À FAIRE
1. Réécrivez le passage de l’extrait sur les feature teams qui va de « Actuellement, j’accompagne un » jusqu’à « de façon efficace. », en y remplaçant « équipes pluridisciplinaires » par « équipes transverses ».
2. D’après l’extrait sur les feature teams, combien de personnes compte le programme IT accompagné ?
3. Dans l’extrait sur les feature teams, pourquoi est-il difficile de savoir ce qui fait d’une équipe une équipe particulière ? Répondez en une à trois phrases, s’il vous plaît.

EXTRAIT CITÉ
###
Actuellement, j’accompagne un programme IT d’une quarantaine de personnes autour d’une transformation agile à l’échelle.
Avec le manager de l’équipe et des représentants des collaborateurs, nous avons décidé de structurer le groupe autour de plusieurs équipes pluridisciplinaires et capables de livrer des fonctionnalités de façon autonomes : des feature teams.
Elles ne sont pas dédiées à une fonctionnalité ou un objectif particulier, elles se répartissent les éléments du backlog au fur et à mesure, sans spécialisation fonctionnelle.
Les membres de ces équipes, qui ne se connaissent pas ou peu, vont devoir travailler ensemble à livrer des éléments de valeur de façon efficace.
L’enjeu : créer des identités d’équipe.
Qu’est-ce qu’une équipe ?
Commençons par le commencement, avant de parler de feature team, définissons ce qu’est une team ?
Voici les différentes définitions du Larousse
- Ensemble de personnes travaillant à une même tâche : Équipe de collaborateurs.
- Ensemble des ouvriers se succédant sur un même poste de travail.
- Ensemble des ouvriers qui, à divers postes, travaillent pendant une même période de temps : Équipe de nuit.
- Ensemble des joueurs associés ou du même camp pour participer à une compétition, à un match.
- Familier. Groupe de personnes unies par des activités, des intérêts communs : Une fine équipe.
- Formation de quelques soldats coopérant étroitement à l’accomplissement d’une mission.
- Le plus petit élément d’une unité d’infanterie chargé d’une mission de combat.
Le point commun de ces définitions est que tous ces ensembles se réunissent autour d’un élément commun : une tâche, un poste de travail, une période de temps, un match…
Pour construire une équipe, il faut donc un point de convergence.
Dans une équipe agile, le point de convergence est le plus souvent la vision du produit sur lequel elle travaille, l’objectif court terme ou encore l’objectif de sprint en Scrum. Dans la notion de feature teams/squads de Spotify, chaque équipe se focalise sur un périmètre fonctionnel (le lecteur, les recommandations, les playlists).
Le point de convergence a plusieurs effets :
- Donner un sens commun ;
- Créer des liens ;
- Apprendre à détecter les forces nécessaires de chacun pour une réussite collective ;
- Fédérer le groupe ;
- Focaliser, faciliter la prise de décision et donc apaiser l’équipe ;
Cette liste n’est pas exhaustive et je suis certain que celles et ceux qui ont mis en place des équipes efficaces ont trouvé d’autres vertus à la convergence.
Dans mon cas, le point de convergence de chacune des équipes est le même que celui du groupe de 40 personnes. Difficile de savoir ce qui fait de nous une équipe particulière quand toutes les équipes convergent au même endroit.
D’ailleurs, sans spécificité particulière, nous avons nommé les équipes : équipe 1, équipe 2, équipe 3… Jusqu’à 5.
Se créer une identité
Si, dans mon cas, le point de convergence ne peut pas être une fonctionnalité, un objectif particulier, un produit, une mission, un horaire, le salut se trouve dans une identité collective commune, celle de “notre” équipe.
###
CONTENU DES DONNÉES
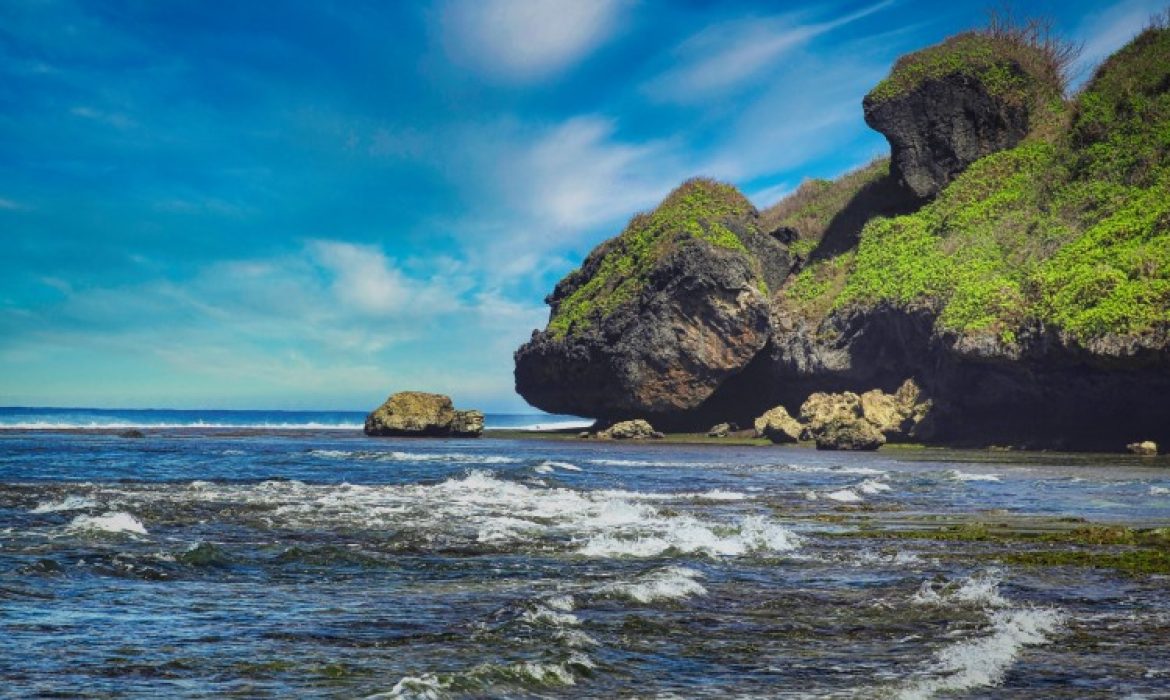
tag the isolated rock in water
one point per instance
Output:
###
RÉPONSES ATTENDUES
1.
Actuellement, j’accompagne un programme IT d’une quarantaine de personnes autour d’une transformation agile à l’échelle.
Avec le manager de l’équipe et des représentants des collaborateurs, nous avons décidé de structurer le groupe autour de plusieurs équipes transverses et capables de livrer des fonctionnalités de façon autonomes : des feature teams.
Elles ne sont pas dédiées à une fonctionnalité ou un objectif particulier, elles se répartissent les éléments du backlog au fur et à mesure, sans spécialisation fonctionnelle.
Les membres de ces équipes, qui ne se connaissent pas ou peu, vont devoir travailler ensemble à livrer des éléments de valeur de façon efficace.

2. Une quarantaine de personnes.

3. Le point de convergence de chacune des équipes est le même que celui du groupe de 40 personnes. Toutes les équipes convergent donc au même endroit.